Problem statement:
Answer these from the floating-point text below:
(a) With smallish integers, what are both you and the computer thinking of?
(b) In what form are binary floating-point numbers represented?
(c) Which decimal number is given as one that cannot be represented exactly in binary?

:: Provided passage ::

When you are dealing with smallish integer numbers, it does not matter much that the computer representation does not match your own, because you are thinking of an accurate approximation of the mathematical number, and so is the computer, so by transitivity, you and the computer are thinking about the same thing.
With either very large or very small numbers, you will tend to think in terms of powers of ten, and the computer will definitely think in terms of powers of two. In these cases you can observe a difference between your intuition and what the computer does, and also, your classification is nonsense. Binary floating-point numbers are neither more dense or less dense near numbers that happen to have a compact representation as decimal numbers. They are simply represented in binary, n*(2^p), with p either positive or negative. Many real numbers have only an approximative representation in decimal, and many real numbers have only an approximative representation in binary. These numbers are not the same (binary numbers can be represented in decimal, but not always compactly. Some decimal numbers cannot be represented exactly in binary at all, for instance 0.1).

:::
:: Data section ::

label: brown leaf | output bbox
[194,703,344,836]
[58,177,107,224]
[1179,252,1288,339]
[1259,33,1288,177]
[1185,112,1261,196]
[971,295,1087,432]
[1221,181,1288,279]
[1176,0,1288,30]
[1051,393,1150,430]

:::

Answer for the task:
(a) An accurate approximation of the mathematical number.
(b) As n*(2^p), with p either positive or negative.
(c) 0.1.